(Point labels for objects)
'''
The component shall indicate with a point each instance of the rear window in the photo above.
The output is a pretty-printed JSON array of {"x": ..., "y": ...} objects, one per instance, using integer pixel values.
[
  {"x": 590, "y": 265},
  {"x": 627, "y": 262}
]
'''
Direction — Copy every line of the records above, requests included, offsetting each x and y coordinate in the answers by 119.

Result for this task —
The component shall indicate with a point each instance of the rear window in the photo above.
The output is a pretty-printed JSON array of {"x": ..., "y": ...} objects, one per instance, using integer pixel values.
[
  {"x": 709, "y": 384},
  {"x": 746, "y": 381}
]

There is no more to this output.